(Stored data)
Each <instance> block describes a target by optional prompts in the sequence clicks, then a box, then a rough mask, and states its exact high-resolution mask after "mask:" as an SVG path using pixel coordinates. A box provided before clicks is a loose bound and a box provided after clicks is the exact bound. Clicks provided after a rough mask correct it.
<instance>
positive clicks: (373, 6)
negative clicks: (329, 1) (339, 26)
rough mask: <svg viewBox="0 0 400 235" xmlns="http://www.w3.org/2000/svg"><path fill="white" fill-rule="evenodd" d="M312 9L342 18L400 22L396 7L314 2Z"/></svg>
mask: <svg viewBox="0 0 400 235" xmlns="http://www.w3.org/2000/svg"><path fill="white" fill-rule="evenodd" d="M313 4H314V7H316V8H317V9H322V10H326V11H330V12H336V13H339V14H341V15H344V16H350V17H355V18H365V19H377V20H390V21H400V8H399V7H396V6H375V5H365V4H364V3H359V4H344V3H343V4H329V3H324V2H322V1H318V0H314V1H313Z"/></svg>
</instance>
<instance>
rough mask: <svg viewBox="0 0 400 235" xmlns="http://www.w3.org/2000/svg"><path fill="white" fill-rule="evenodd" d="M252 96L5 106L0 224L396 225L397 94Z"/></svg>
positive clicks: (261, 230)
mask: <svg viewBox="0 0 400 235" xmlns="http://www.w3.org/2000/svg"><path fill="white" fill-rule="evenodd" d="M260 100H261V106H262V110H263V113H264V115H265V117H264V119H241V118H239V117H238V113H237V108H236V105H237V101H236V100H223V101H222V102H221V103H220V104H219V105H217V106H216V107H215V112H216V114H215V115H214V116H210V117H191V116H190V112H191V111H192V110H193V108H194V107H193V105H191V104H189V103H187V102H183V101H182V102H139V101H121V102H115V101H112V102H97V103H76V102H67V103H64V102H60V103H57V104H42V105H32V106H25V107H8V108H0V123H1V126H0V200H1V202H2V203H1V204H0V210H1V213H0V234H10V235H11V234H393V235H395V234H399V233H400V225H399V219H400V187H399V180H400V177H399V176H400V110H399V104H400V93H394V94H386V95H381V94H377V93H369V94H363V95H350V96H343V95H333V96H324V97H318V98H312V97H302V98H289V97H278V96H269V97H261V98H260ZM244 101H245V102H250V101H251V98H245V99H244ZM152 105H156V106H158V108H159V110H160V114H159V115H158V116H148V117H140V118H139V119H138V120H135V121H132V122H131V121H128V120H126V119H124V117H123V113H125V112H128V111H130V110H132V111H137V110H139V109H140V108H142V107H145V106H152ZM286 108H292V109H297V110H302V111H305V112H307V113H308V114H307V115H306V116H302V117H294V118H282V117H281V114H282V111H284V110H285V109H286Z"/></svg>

(WHAT YOU ARE ASKED TO DO) All of the lines above must be returned exactly as they stand.

(RESPONSE TO THE TASK)
Each <instance> block describes a target by optional prompts in the sequence clicks, then a box, then a rough mask, and states its exact high-resolution mask after "mask:" as an SVG path using pixel coordinates. A box provided before clicks is a loose bound and a box provided after clicks is the exact bound. Clicks provided after a rough mask correct it.
<instance>
positive clicks: (373, 6)
negative clicks: (329, 1) (339, 26)
rough mask: <svg viewBox="0 0 400 235" xmlns="http://www.w3.org/2000/svg"><path fill="white" fill-rule="evenodd" d="M312 9L342 18L400 22L396 7L314 2Z"/></svg>
mask: <svg viewBox="0 0 400 235" xmlns="http://www.w3.org/2000/svg"><path fill="white" fill-rule="evenodd" d="M313 4H314V7H316V8H317V9H322V10H326V11H330V12H336V13H339V14H341V15H344V16H350V17H355V18H365V19H377V20H390V21H400V8H399V7H396V6H375V5H365V4H364V3H359V4H344V3H343V4H329V3H324V2H322V1H318V0H314V1H313Z"/></svg>
</instance>
<instance>
rough mask: <svg viewBox="0 0 400 235" xmlns="http://www.w3.org/2000/svg"><path fill="white" fill-rule="evenodd" d="M252 96L5 106L0 224L396 225L397 94Z"/></svg>
positive clicks: (261, 230)
mask: <svg viewBox="0 0 400 235" xmlns="http://www.w3.org/2000/svg"><path fill="white" fill-rule="evenodd" d="M260 100H261V106H262V110H263V113H264V115H265V117H264V119H241V118H239V117H238V113H237V108H236V105H237V101H236V100H223V101H222V102H221V103H220V104H219V105H217V106H216V107H215V112H216V114H215V115H214V116H210V117H191V116H190V112H191V111H192V110H193V108H194V107H193V105H191V104H189V103H187V102H183V101H182V102H139V101H121V102H115V101H112V102H97V103H76V102H67V103H64V102H60V103H57V104H42V105H32V106H25V107H8V108H0V123H1V126H0V200H1V202H2V203H1V204H0V210H1V213H0V234H10V235H11V234H393V235H395V234H399V233H400V225H399V219H400V187H399V180H400V177H399V176H400V110H399V104H400V93H394V94H386V95H381V94H377V93H369V94H363V95H350V96H343V95H333V96H324V97H318V98H312V97H302V98H289V97H278V96H269V97H261V98H260ZM244 101H245V102H250V101H251V98H245V99H244ZM152 105H156V106H158V108H159V110H160V114H159V115H158V116H148V117H140V118H139V119H138V120H135V121H132V122H131V121H128V120H126V119H124V117H123V113H125V112H128V111H130V110H132V111H137V110H139V109H140V108H142V107H145V106H152ZM286 108H292V109H297V110H302V111H305V112H307V113H308V114H307V115H306V116H302V117H294V118H282V117H281V114H282V111H284V110H285V109H286Z"/></svg>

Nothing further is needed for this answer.